Document segment:
A long-awaited paper by the Federal Reserve Board on the feasibility of an American central bank digital currency is — to borrow from Winston Churchill — “not the end. It is not even the beginning of the end. But it is, perhaps, the end of the beginning.”
The Fed’s paper, “Money and Payments: The U.S. Dollar in the Age of Digital Transformation,” takes no explicit stand on whether the country should have a national digital currency. But it does make clear that going ahead with an actual U.S. CBDC is a decision for Congress and the executive branch, and not the Fed by itself. “The paper is not intended to advance any specific policy outcome, nor is it intended to signal that the Federal Reserve will make any imminent decisions about the appropriateness of issuing a U.S. CBDC,” it states.
But in the course of laying out the different directions a federal CBDC could go, the Fed illustrates how some variations could significantly affect the future of the traditional banking business. How banks and credit unions fund loans, for example, could change substantially, as could the relative roles of the Fed and the private banking industry including fintechs.
CBDCs and Unintended Consequences:
The importance of deposit insurance in times of financial stress could lessen if people could move their funds to a U.S. CBDC perceived as safer than money in a bank.
Much of what the Fed discusses revolves around what “money” is. For example, while we call it all “dollars,” currency issued by the Fed now is technically more secure than dollars that are digital blips in a bank’s records.

Supplied data:
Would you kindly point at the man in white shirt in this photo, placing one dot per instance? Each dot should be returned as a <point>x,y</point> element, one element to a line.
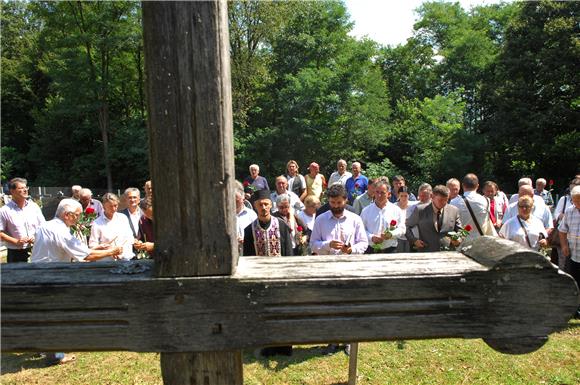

Required task 1: According to the article on the Fed's digital currency paper, who must decide whether to go ahead with an actual U.S. CBDC?
Required task 2: Reproduce word for word the passage of the article on the Fed's digital currency paper starting with "But in the course" and going on through "industry including fintechs.".
Required task 3: Put this sentence from the article on the Fed's digital currency paper into Spanish: "The importance of deposit insurance in times of financial stress could lessen if people could move their funds to a U.S. CBDC perceived as safer than money in a bank."

Worked solution 1: Congress and the executive branch, not the Fed by itself.

Worked solution 2:
But in the course of laying out the different directions a federal CBDC could go, the Fed illustrates how some variations could significantly affect the future of the traditional banking business. How banks and credit unions fund loans, for example, could change substantially, as could the relative roles of the Fed and the private banking industry including fintechs.

Worked solution 3: La importancia del seguro de depósitos en tiempos de tensión financiera podría disminuir si las personas pudieran trasladar sus fondos a una CBDC estadounidense percibida como más segura que el dinero en un banco.